■ GIVEN TASK ■
Below are records; reproduce exactly the lines from the one containing "Point to the wall" through the end, both included, and only those.
** BEGIN DATA ENTRIES **
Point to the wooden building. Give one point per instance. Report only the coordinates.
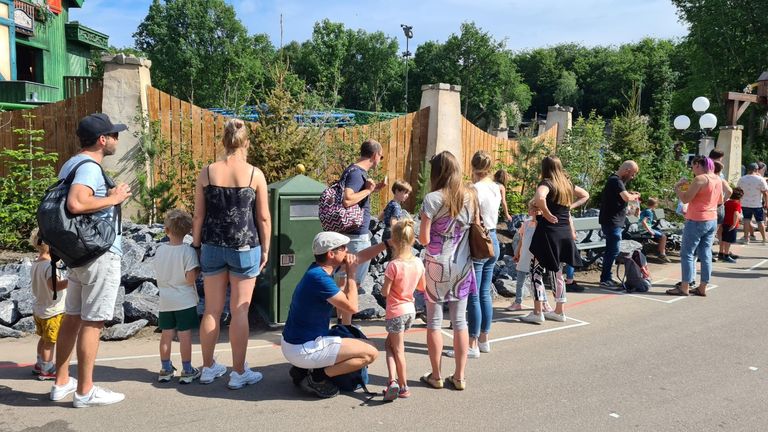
(43, 57)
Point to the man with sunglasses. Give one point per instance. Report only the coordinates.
(314, 354)
(92, 288)
(357, 190)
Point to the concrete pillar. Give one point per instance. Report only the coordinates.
(125, 101)
(562, 117)
(444, 118)
(729, 142)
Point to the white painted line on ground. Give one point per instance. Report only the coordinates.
(136, 357)
(579, 323)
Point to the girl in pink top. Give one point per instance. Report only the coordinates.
(404, 274)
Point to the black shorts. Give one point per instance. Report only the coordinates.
(729, 234)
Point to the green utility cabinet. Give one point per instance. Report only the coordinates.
(293, 205)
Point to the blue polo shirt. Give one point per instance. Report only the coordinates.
(310, 312)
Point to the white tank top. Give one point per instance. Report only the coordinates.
(489, 195)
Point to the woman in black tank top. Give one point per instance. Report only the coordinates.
(231, 228)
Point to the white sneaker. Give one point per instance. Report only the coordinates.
(60, 392)
(209, 374)
(98, 396)
(471, 353)
(238, 381)
(554, 316)
(533, 318)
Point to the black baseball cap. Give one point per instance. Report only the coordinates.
(95, 125)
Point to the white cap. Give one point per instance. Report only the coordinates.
(328, 240)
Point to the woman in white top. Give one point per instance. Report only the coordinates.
(480, 305)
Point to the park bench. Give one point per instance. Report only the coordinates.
(589, 240)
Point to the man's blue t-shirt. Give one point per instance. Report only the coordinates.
(647, 214)
(90, 175)
(310, 312)
(356, 178)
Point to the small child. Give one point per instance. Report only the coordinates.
(46, 311)
(730, 225)
(646, 220)
(523, 259)
(404, 274)
(502, 178)
(400, 189)
(177, 266)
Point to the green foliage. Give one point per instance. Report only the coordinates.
(30, 171)
(584, 151)
(278, 143)
(473, 59)
(202, 53)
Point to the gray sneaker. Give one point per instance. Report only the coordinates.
(188, 377)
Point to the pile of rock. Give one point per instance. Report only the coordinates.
(137, 302)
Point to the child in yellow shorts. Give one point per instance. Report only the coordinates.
(47, 311)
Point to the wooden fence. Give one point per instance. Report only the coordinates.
(59, 120)
(500, 149)
(403, 139)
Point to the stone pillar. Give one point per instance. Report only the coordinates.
(125, 101)
(444, 118)
(729, 142)
(562, 117)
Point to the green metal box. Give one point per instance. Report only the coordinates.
(293, 205)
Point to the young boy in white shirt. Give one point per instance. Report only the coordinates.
(176, 268)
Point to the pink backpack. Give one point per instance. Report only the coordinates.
(333, 215)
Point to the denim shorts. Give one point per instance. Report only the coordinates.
(243, 263)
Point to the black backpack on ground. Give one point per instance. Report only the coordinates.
(76, 239)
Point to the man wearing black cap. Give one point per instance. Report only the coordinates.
(92, 288)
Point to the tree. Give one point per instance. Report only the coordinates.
(473, 59)
(202, 53)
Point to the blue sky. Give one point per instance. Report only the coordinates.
(522, 23)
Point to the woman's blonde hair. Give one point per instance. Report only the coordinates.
(481, 164)
(235, 135)
(445, 176)
(552, 170)
(403, 236)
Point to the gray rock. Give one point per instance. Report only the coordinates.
(148, 288)
(368, 308)
(8, 313)
(123, 331)
(8, 283)
(139, 273)
(26, 325)
(9, 332)
(25, 300)
(118, 316)
(141, 306)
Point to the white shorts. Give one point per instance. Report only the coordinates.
(315, 354)
(92, 289)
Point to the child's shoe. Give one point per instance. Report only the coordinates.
(188, 377)
(47, 374)
(404, 392)
(166, 375)
(392, 391)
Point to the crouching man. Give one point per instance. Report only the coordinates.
(306, 343)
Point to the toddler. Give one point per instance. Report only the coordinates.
(47, 312)
(176, 268)
(404, 274)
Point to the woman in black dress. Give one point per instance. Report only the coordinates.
(554, 239)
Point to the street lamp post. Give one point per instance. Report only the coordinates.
(707, 122)
(408, 32)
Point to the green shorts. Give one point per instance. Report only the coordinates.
(185, 319)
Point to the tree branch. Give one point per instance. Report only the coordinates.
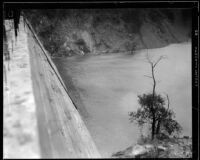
(148, 76)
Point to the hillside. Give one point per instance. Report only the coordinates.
(95, 31)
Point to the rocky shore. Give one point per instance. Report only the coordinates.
(165, 148)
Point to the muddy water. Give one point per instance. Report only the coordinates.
(108, 85)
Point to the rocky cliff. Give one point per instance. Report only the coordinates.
(94, 31)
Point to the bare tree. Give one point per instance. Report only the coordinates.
(152, 108)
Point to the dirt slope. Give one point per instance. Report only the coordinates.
(94, 31)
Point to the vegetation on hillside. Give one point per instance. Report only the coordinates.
(66, 32)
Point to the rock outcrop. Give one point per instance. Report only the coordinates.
(168, 148)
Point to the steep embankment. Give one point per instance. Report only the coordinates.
(94, 31)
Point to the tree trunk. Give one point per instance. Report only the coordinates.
(153, 128)
(158, 128)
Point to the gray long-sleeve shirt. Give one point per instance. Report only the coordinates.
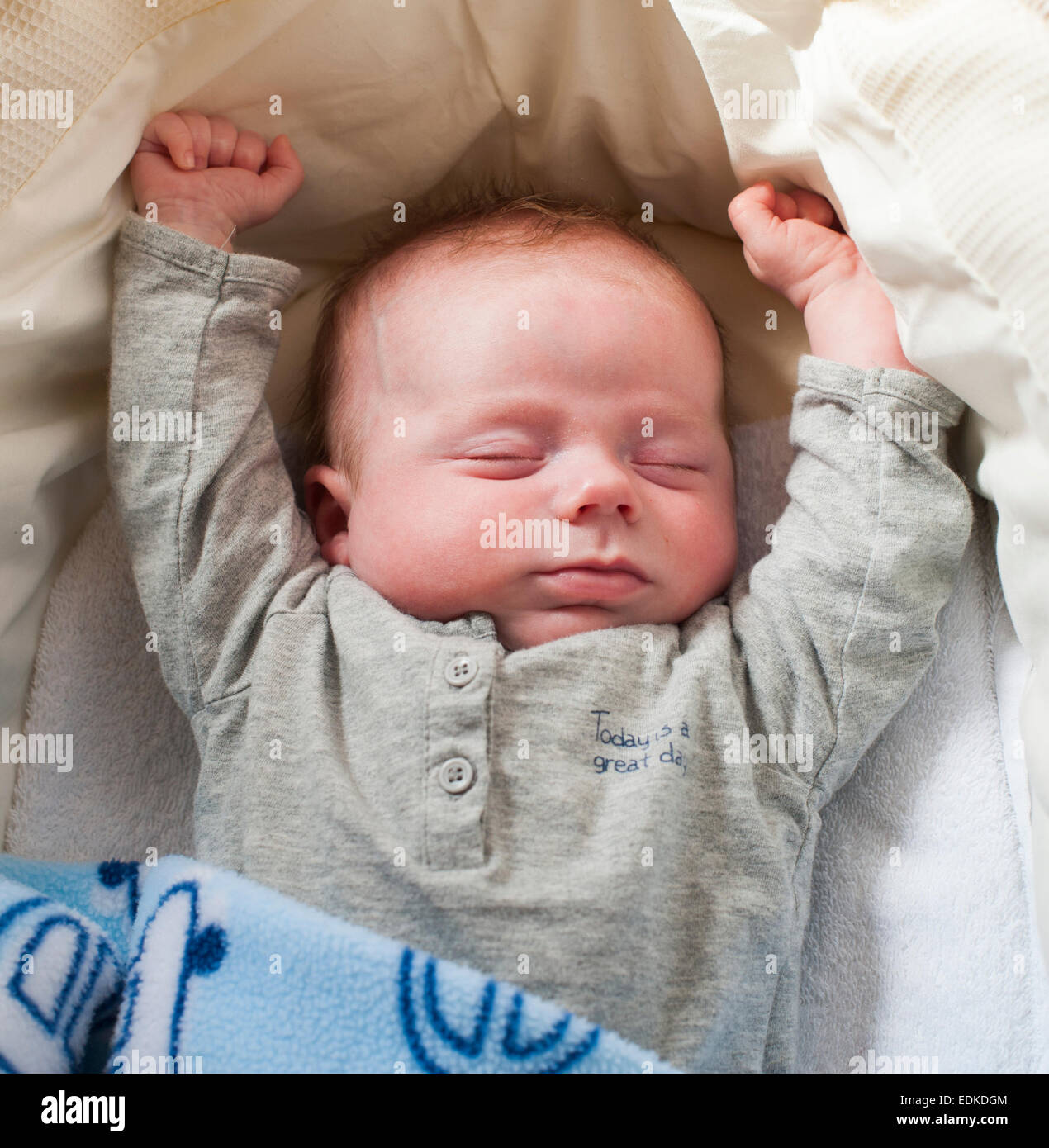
(621, 821)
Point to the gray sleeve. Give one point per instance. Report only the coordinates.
(838, 623)
(206, 505)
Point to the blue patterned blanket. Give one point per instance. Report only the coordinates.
(180, 967)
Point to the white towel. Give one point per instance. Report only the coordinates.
(922, 939)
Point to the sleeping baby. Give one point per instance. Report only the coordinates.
(500, 692)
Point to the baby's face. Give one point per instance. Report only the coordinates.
(572, 387)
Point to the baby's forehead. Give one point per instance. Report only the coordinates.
(394, 312)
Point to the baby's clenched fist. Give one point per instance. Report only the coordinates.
(206, 178)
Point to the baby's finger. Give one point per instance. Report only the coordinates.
(250, 150)
(223, 143)
(201, 132)
(168, 133)
(283, 173)
(814, 206)
(753, 214)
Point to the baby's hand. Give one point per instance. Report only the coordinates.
(792, 244)
(206, 178)
(795, 244)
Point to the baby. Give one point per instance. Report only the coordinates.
(594, 769)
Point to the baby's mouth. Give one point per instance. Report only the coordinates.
(594, 582)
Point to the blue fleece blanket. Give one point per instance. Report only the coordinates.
(179, 967)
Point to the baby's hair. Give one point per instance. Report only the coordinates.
(472, 216)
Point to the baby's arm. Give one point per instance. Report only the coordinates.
(838, 623)
(210, 519)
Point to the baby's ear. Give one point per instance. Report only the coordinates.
(327, 497)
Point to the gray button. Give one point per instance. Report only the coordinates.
(456, 775)
(460, 671)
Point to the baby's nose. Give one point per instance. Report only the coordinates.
(597, 482)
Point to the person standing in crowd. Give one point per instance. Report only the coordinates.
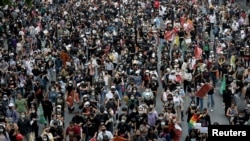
(210, 100)
(11, 114)
(54, 44)
(72, 131)
(21, 104)
(24, 126)
(232, 114)
(104, 135)
(39, 91)
(48, 108)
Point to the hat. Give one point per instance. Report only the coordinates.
(11, 105)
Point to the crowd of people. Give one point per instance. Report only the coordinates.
(109, 64)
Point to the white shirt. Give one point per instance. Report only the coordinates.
(108, 133)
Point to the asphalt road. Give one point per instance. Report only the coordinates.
(216, 116)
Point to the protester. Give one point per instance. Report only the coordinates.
(102, 58)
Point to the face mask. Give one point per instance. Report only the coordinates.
(163, 123)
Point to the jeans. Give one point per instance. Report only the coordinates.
(210, 101)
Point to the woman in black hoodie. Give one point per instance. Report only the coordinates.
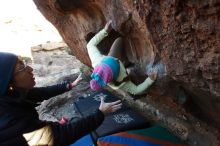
(19, 121)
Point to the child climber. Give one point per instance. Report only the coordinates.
(110, 69)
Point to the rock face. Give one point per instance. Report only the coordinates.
(184, 34)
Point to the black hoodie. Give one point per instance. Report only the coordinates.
(18, 114)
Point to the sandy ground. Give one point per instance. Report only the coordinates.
(23, 26)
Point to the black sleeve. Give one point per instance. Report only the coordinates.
(67, 134)
(38, 94)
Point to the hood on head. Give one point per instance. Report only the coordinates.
(7, 65)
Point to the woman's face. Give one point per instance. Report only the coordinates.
(23, 76)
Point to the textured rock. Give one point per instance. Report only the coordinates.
(185, 34)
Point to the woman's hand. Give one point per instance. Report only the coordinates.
(153, 74)
(108, 26)
(77, 80)
(106, 108)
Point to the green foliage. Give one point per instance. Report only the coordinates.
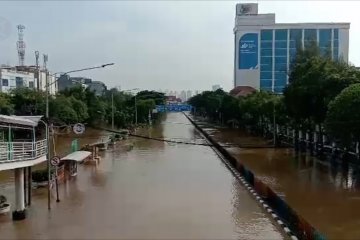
(61, 109)
(342, 120)
(314, 81)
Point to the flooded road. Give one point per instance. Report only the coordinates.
(157, 190)
(326, 194)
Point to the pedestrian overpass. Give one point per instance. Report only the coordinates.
(173, 108)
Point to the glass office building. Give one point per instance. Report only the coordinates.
(264, 49)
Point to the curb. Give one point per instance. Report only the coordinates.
(249, 189)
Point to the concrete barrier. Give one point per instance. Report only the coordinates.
(285, 216)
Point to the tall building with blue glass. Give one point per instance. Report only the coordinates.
(264, 49)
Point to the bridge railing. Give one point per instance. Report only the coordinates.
(22, 151)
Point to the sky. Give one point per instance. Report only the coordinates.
(175, 45)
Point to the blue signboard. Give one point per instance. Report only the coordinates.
(248, 51)
(173, 108)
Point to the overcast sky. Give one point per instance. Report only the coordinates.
(155, 45)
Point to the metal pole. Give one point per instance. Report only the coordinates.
(274, 127)
(135, 112)
(57, 186)
(29, 185)
(48, 138)
(112, 110)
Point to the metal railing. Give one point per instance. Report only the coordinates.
(22, 151)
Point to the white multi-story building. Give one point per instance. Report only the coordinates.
(264, 49)
(15, 77)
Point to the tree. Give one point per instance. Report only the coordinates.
(61, 109)
(314, 81)
(80, 108)
(343, 116)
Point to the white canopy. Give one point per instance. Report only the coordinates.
(77, 156)
(29, 121)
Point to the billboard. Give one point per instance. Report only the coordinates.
(173, 108)
(249, 51)
(246, 9)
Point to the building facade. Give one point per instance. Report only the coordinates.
(22, 76)
(264, 49)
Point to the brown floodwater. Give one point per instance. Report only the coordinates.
(153, 190)
(327, 194)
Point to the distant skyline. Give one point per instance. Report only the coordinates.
(155, 45)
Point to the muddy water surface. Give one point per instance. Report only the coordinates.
(157, 190)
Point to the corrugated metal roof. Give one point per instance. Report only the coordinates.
(30, 121)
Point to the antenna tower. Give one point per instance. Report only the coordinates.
(21, 44)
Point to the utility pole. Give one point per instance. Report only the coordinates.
(274, 122)
(135, 111)
(112, 110)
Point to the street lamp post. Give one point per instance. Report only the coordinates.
(47, 116)
(112, 110)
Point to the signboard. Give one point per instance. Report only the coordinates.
(173, 108)
(246, 9)
(249, 51)
(55, 161)
(79, 128)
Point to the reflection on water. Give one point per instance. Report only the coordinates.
(155, 191)
(327, 193)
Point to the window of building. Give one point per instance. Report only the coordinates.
(266, 60)
(295, 42)
(325, 42)
(280, 64)
(281, 34)
(310, 37)
(19, 81)
(5, 82)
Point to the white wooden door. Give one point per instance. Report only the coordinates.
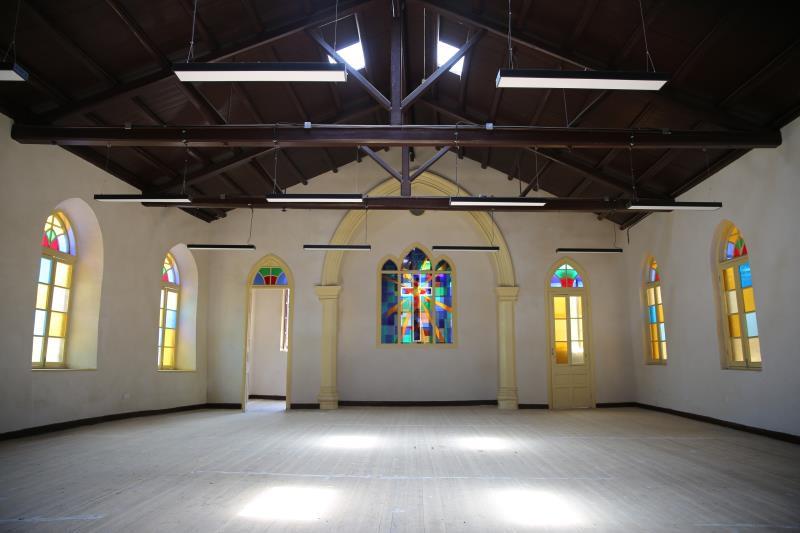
(570, 360)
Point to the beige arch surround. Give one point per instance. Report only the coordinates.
(328, 291)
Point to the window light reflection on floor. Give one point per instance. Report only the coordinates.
(535, 508)
(290, 504)
(350, 442)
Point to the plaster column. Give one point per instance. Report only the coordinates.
(329, 297)
(506, 353)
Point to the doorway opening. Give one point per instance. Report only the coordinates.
(267, 361)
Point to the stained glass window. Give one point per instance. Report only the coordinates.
(738, 302)
(51, 312)
(168, 314)
(569, 342)
(656, 329)
(566, 276)
(270, 276)
(416, 301)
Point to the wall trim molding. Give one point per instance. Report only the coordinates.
(70, 424)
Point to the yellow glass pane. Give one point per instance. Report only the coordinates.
(576, 329)
(729, 280)
(42, 292)
(63, 273)
(559, 307)
(755, 350)
(736, 348)
(58, 325)
(55, 350)
(749, 300)
(734, 326)
(560, 330)
(733, 304)
(575, 306)
(168, 357)
(562, 358)
(169, 338)
(577, 353)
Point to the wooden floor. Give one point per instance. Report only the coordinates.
(400, 469)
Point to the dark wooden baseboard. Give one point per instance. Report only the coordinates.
(59, 426)
(266, 397)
** END DATA ENTRIES **
■ ANSWER TO THE PROBLEM ■
Point to the wall trim molding. Give one point per instance. Report only the coordinates.
(70, 424)
Point to the yellow glass pane. Give one point per instance. Report only the coordinates.
(576, 329)
(729, 280)
(42, 292)
(63, 273)
(559, 307)
(755, 350)
(736, 348)
(58, 325)
(55, 350)
(749, 300)
(734, 326)
(560, 330)
(733, 304)
(575, 306)
(168, 357)
(562, 358)
(169, 338)
(577, 353)
Point to the wooden floor. Give one point per instance. Report only the coordinates.
(400, 469)
Point to the dark wooden baseboard. Give one point per instance. Report only the coordinates.
(59, 426)
(266, 397)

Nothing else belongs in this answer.